*** Data provided ***

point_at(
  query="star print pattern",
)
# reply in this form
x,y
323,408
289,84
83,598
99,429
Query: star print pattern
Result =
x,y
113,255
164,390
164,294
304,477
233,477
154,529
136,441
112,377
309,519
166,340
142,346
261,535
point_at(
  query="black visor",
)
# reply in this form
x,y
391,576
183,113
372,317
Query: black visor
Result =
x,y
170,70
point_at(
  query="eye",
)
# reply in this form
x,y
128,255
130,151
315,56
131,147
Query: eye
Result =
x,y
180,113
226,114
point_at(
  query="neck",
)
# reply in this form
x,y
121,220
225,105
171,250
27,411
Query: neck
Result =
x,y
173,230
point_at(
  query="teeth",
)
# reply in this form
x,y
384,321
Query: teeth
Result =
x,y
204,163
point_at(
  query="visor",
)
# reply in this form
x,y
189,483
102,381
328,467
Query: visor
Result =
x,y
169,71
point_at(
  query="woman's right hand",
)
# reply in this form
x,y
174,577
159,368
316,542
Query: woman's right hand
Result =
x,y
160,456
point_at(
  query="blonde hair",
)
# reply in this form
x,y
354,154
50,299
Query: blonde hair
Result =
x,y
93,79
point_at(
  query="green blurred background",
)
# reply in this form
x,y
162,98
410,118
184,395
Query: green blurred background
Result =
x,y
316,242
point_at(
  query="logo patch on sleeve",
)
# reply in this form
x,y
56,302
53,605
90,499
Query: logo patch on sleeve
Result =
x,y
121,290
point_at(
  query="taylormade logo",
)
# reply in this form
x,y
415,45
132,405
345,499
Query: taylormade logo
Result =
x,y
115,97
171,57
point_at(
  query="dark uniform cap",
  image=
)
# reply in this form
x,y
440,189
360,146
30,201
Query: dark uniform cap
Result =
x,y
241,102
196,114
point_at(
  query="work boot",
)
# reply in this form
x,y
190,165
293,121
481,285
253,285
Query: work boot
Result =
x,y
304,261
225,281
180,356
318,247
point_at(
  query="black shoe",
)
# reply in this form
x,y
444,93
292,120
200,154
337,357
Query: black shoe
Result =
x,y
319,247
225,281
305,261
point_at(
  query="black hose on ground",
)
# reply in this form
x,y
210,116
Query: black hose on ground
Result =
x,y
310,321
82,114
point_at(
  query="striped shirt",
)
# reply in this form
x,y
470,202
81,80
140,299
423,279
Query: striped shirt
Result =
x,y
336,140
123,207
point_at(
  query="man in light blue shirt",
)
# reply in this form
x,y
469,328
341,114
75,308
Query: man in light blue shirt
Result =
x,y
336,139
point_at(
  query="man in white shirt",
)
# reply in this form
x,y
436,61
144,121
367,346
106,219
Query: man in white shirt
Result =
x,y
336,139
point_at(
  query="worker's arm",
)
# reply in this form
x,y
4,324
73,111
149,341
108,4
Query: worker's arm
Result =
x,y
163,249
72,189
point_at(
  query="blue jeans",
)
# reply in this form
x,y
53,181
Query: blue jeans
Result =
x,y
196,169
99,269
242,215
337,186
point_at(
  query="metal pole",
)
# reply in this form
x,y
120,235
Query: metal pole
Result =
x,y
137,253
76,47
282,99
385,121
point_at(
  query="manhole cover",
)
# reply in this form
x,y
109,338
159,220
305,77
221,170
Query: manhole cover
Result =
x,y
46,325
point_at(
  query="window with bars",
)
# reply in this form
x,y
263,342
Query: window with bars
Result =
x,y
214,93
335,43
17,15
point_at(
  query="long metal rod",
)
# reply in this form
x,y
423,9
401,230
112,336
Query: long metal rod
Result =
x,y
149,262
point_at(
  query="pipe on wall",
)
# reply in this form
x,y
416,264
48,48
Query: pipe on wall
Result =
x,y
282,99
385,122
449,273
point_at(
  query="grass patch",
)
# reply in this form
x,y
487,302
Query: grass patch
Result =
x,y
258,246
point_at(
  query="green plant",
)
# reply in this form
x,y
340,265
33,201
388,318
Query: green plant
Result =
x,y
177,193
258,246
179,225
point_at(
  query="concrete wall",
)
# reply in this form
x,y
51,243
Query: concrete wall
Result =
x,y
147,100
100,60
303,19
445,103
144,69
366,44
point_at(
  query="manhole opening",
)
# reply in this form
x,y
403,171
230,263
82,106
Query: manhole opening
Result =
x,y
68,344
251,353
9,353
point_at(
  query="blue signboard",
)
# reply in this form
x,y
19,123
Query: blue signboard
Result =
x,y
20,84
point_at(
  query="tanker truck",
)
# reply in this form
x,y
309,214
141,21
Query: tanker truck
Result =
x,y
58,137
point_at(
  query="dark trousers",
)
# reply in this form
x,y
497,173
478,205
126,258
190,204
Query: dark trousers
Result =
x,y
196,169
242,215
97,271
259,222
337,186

*** End of Data provided ***

§ Task objective:
The response should be an exact copy of every line above.

§ Result for this task:
point_at(
  query="star print pattern",
)
# reply in this form
x,y
323,408
289,84
83,598
99,429
Query: star print pattern
Result =
x,y
113,255
164,390
164,294
304,477
233,477
154,529
136,441
112,377
309,519
166,340
142,346
261,535
point_at(
  query="black visor",
)
# reply in this form
x,y
391,576
183,113
372,317
Query: black visor
Result =
x,y
170,70
point_at(
  query="eye",
)
# reply in this form
x,y
128,255
130,151
315,56
131,147
Query: eye
Result =
x,y
180,113
226,114
point_at(
  query="neck",
)
# reply in this form
x,y
121,220
225,105
171,250
27,411
Query: neck
Result =
x,y
173,230
point_at(
  query="teeth",
)
# reply in this form
x,y
384,321
Query: teeth
Result =
x,y
204,163
point_at(
  query="visor",
)
# reply in this form
x,y
189,483
102,381
328,467
Query: visor
Result =
x,y
169,71
point_at(
  query="woman's right hand",
)
# reply in this form
x,y
174,577
159,368
316,542
Query: woman's right hand
Result =
x,y
160,456
point_at(
  query="blonde hair",
)
# reply in this form
x,y
354,154
50,299
Query: blonde hair
Result =
x,y
93,79
point_at(
  query="green blurred background",
)
# reply in this form
x,y
162,98
410,118
184,395
Query: green blurred background
Result =
x,y
316,242
point_at(
  query="logo patch on sleeve",
)
# reply in this form
x,y
56,302
53,605
90,499
Query: logo patch on sleeve
Result =
x,y
121,290
point_at(
  query="taylormade logo",
)
# reply in this form
x,y
415,45
132,405
345,499
Query: taylormade logo
Result =
x,y
115,97
171,57
point_at(
  query="dark uniform cap",
  image=
)
# reply in this form
x,y
440,189
360,146
30,201
Query: dark uniform cap
Result =
x,y
241,102
196,114
point_at(
  query="work boot",
)
# reply in this form
x,y
190,165
293,121
481,285
253,285
Query: work boot
Result =
x,y
304,261
225,281
180,356
318,247
point_at(
  query="black shoe",
)
# reply in this form
x,y
444,93
292,120
200,154
337,357
Query: black shoe
Result =
x,y
319,247
225,281
305,261
point_at(
  query="black hose on ground",
)
# reply in this form
x,y
210,116
Query: black hose on ground
Result =
x,y
310,321
82,114
point_at(
  query="striped shirt",
)
# reply in this form
x,y
470,202
81,80
140,299
423,279
Query: striped shirt
Result =
x,y
336,140
123,207
point_at(
  query="man in light blue shirt",
)
# reply in this form
x,y
469,328
341,114
75,308
Query: man in light blue shirt
Result =
x,y
336,139
point_at(
  query="man in white shirt",
)
# reply in this form
x,y
436,61
144,121
367,346
106,219
Query: man in white shirt
Result =
x,y
336,139
point_at(
  query="worker's arm",
)
# reply in this form
x,y
4,324
73,111
149,341
108,4
Query: worker's arm
Result =
x,y
163,249
72,189
point_at(
  query="blue jeans",
)
# reply in this form
x,y
53,181
Query: blue jeans
Result =
x,y
196,169
99,269
242,215
337,186
point_at(
  query="metal pole",
)
# reply in this form
x,y
120,235
Query: metal pole
Result =
x,y
137,253
76,47
282,99
385,121
point_at(
  query="manhole cover",
)
# reply in this form
x,y
109,338
159,220
305,77
221,170
Query: manhole cover
Result =
x,y
46,325
point_at(
  query="window with bars",
)
# reply in this form
x,y
263,342
Query: window with bars
Result =
x,y
214,93
335,43
17,15
point_at(
  query="long metal rod",
)
# reply in this form
x,y
423,9
401,230
112,336
Query: long metal rod
Result =
x,y
149,262
point_at(
  query="pipe on wall",
)
# reply in this form
x,y
416,264
48,48
Query: pipe on wall
Result =
x,y
282,99
385,122
449,273
point_at(
  query="grass patch",
)
# reply in this form
x,y
487,302
Query: grass patch
Result =
x,y
258,246
point_at(
  query="green plant",
)
# reply in this form
x,y
340,265
33,201
388,318
Query: green plant
Result =
x,y
177,193
258,246
179,225
point_at(
  query="concrete wall",
)
# reply in this form
x,y
51,243
Query: concrete wall
Result =
x,y
147,100
100,60
303,19
445,103
144,69
366,44
point_at(
  query="manhole opening",
)
# reply in this form
x,y
403,171
230,263
82,106
Query: manhole opening
Result =
x,y
68,344
251,353
9,353
point_at(
  query="blue signboard",
)
# reply in this form
x,y
19,123
Query: blue signboard
Result =
x,y
20,84
point_at(
  query="tanker truck",
)
# reply in this form
x,y
309,214
141,21
Query: tanker truck
Result =
x,y
58,137
point_at(
  query="dark trousers",
)
# reply in this form
x,y
497,173
478,205
126,258
190,204
Query: dark trousers
Result =
x,y
196,169
242,215
97,271
259,222
337,186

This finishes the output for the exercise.